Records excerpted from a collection
====

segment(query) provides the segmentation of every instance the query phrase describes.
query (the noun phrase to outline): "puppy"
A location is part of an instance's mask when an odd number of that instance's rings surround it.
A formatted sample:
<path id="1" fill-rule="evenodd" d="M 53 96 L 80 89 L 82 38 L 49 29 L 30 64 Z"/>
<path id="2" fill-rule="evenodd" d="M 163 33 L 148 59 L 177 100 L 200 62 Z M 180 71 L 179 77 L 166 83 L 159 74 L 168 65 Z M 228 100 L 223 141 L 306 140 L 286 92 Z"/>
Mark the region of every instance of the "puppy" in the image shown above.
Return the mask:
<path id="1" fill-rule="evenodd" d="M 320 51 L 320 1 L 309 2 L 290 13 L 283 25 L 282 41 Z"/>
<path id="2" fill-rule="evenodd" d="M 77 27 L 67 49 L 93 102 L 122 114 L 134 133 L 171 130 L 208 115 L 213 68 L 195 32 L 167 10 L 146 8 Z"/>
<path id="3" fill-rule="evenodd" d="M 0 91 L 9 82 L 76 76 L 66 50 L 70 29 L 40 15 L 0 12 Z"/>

====

- [WHAT NEEDS TO BE DONE]:
Each record must be reproduced exactly, with nothing missing.

- [RESPONSE TO THE TASK]:
segment(query) provides the segmentation of every instance the query phrase describes.
query (the noun phrase to outline): "puppy"
A location is part of an instance's mask when an odd number of that instance's rings surround it.
A formatted sample:
<path id="1" fill-rule="evenodd" d="M 53 96 L 80 89 L 82 38 L 49 29 L 30 64 Z"/>
<path id="2" fill-rule="evenodd" d="M 163 33 L 148 59 L 177 100 L 200 62 Z M 180 71 L 179 77 L 166 83 L 159 74 L 168 65 Z M 228 100 L 223 141 L 306 140 L 286 92 Z"/>
Mark the region of every instance of the "puppy" in the image shown above.
Return the mask:
<path id="1" fill-rule="evenodd" d="M 320 51 L 320 1 L 309 2 L 290 13 L 283 25 L 282 41 Z"/>
<path id="2" fill-rule="evenodd" d="M 77 27 L 67 49 L 93 102 L 122 114 L 134 133 L 171 130 L 208 115 L 213 68 L 195 32 L 167 10 L 146 8 Z"/>
<path id="3" fill-rule="evenodd" d="M 0 91 L 9 82 L 76 76 L 66 50 L 70 29 L 40 15 L 0 12 Z"/>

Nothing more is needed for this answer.